Recorded data:
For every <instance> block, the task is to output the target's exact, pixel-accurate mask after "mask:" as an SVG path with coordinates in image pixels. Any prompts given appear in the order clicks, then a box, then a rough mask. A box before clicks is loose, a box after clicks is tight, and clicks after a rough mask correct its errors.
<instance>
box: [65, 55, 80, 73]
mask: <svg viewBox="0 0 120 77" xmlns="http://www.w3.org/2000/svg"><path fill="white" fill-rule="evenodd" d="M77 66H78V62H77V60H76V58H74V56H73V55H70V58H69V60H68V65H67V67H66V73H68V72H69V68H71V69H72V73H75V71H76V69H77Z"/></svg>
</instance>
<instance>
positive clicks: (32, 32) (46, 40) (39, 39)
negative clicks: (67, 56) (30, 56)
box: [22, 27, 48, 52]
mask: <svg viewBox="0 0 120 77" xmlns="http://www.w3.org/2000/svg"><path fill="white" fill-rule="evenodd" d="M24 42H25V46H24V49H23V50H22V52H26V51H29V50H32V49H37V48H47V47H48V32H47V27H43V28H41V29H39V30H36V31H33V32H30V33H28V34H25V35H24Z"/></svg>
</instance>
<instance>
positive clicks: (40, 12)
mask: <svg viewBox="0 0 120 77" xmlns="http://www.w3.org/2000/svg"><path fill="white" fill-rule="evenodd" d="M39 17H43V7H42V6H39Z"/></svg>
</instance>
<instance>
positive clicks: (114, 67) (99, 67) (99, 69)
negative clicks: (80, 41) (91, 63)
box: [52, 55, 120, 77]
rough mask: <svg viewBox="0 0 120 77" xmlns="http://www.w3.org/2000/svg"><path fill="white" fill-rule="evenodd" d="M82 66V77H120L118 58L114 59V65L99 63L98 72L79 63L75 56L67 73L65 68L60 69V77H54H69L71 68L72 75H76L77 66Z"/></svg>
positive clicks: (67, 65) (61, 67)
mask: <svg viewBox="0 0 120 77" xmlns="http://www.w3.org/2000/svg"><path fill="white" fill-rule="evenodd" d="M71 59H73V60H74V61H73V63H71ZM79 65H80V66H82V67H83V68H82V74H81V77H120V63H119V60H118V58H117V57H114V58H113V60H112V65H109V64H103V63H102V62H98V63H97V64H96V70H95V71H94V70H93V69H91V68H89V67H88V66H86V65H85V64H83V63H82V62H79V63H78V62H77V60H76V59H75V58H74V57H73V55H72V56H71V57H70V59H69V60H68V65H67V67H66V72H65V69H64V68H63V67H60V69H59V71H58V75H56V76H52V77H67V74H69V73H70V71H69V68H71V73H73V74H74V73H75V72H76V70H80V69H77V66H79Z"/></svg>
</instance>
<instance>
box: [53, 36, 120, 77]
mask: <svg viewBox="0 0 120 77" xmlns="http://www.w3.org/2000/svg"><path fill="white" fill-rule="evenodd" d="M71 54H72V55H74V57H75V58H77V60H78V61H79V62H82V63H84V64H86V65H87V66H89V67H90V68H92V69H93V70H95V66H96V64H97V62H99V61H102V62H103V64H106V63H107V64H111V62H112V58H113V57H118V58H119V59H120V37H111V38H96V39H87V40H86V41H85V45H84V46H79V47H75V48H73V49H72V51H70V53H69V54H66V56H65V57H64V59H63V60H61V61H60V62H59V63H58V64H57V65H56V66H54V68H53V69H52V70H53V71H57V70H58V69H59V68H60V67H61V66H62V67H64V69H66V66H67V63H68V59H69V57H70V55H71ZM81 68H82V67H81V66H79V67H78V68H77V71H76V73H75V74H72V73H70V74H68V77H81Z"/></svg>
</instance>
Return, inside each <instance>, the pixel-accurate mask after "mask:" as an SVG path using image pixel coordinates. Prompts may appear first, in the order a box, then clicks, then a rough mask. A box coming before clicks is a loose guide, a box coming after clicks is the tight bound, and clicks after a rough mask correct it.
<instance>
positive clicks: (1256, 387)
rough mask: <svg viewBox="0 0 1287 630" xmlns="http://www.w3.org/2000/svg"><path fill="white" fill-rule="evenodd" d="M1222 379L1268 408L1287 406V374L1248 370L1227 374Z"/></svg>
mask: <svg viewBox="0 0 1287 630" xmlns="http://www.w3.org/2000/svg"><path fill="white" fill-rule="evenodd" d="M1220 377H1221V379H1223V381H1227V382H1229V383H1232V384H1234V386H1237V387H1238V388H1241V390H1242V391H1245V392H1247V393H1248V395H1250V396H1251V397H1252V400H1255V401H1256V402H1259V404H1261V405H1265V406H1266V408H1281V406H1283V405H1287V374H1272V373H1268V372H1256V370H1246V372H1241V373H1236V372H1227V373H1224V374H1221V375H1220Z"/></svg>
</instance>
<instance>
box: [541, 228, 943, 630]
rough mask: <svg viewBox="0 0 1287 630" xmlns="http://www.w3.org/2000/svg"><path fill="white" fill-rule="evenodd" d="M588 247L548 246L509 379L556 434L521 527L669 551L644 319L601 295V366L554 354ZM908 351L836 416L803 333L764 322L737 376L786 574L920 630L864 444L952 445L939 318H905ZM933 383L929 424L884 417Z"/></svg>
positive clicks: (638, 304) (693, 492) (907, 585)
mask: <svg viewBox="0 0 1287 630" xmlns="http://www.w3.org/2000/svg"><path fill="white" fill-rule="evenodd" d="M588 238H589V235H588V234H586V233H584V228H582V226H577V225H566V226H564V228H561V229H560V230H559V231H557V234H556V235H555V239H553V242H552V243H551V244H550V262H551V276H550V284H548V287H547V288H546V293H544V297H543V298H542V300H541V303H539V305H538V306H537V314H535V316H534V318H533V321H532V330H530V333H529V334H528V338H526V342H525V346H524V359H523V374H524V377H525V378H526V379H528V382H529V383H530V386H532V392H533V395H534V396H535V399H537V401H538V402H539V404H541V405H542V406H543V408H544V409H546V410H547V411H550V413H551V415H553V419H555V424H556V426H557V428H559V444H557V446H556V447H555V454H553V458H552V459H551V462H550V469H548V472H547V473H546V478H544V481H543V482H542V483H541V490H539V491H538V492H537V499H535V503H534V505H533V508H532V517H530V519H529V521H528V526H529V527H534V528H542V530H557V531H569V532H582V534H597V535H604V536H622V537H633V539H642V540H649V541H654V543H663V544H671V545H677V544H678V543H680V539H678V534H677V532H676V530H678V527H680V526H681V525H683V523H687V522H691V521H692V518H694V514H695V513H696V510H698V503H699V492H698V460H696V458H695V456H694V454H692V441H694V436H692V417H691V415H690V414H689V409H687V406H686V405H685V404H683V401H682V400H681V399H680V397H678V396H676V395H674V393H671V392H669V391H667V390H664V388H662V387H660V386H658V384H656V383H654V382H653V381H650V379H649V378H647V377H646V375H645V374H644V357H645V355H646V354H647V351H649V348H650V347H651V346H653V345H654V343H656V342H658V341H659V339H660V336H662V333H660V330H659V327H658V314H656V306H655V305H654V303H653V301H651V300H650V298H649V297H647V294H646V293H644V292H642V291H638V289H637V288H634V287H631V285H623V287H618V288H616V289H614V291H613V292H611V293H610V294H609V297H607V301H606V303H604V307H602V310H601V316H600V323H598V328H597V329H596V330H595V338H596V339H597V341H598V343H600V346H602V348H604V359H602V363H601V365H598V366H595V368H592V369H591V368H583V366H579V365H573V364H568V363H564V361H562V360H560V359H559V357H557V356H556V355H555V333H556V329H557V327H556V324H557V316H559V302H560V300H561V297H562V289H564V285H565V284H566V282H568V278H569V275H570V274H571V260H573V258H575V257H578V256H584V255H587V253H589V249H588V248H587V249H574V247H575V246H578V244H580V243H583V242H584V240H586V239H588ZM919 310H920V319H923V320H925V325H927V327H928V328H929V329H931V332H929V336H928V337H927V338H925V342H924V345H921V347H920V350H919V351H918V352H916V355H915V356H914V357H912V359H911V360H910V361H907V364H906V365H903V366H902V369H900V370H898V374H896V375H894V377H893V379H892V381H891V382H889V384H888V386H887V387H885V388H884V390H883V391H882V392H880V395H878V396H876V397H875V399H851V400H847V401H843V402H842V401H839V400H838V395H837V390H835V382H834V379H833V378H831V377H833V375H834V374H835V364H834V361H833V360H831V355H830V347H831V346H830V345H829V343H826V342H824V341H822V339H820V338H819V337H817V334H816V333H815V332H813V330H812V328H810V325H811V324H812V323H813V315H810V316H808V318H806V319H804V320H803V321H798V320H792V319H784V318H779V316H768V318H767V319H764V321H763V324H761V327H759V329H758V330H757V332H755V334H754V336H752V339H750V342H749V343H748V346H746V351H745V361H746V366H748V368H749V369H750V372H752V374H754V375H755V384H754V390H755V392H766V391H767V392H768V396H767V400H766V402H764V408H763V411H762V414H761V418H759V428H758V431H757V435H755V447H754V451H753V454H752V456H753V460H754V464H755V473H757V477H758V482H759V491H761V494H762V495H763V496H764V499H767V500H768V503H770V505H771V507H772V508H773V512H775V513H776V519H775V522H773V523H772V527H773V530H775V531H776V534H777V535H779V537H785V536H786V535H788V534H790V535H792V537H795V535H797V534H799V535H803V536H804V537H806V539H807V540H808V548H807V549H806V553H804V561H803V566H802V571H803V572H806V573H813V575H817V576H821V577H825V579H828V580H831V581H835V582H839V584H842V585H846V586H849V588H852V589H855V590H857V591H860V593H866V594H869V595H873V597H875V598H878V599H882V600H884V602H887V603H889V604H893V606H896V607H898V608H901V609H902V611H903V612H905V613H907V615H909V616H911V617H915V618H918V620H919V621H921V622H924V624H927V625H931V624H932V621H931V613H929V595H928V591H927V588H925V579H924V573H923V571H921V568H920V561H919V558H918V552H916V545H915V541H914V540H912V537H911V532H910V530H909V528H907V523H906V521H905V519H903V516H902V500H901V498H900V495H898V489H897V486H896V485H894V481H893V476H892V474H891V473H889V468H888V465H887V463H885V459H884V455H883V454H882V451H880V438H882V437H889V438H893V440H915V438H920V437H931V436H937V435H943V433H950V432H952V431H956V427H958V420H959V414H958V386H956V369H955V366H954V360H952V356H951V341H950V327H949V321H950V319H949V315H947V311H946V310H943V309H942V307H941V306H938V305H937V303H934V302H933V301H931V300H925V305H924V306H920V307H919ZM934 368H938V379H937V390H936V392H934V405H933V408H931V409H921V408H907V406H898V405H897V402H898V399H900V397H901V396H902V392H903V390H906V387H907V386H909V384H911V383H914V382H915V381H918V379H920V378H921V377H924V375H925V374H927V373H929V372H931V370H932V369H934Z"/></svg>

Directions for this task:
Update the material from its first line through the line that contains "box: [65, 55, 80, 73]", replacing "rough mask" with "coarse mask" and leaving everything else as it is.

Output below:
For every <instance> block, the task is to output the target's exact, pixel-accurate mask after "mask:" as an SVG path with coordinates in image pixels. Any prompts given appear in the order clicks, then a box, then a coarse mask. A box before clicks is loose, a box after clicks is tight, and clicks after a coarse mask correct its errors.
<instance>
box: [65, 55, 80, 73]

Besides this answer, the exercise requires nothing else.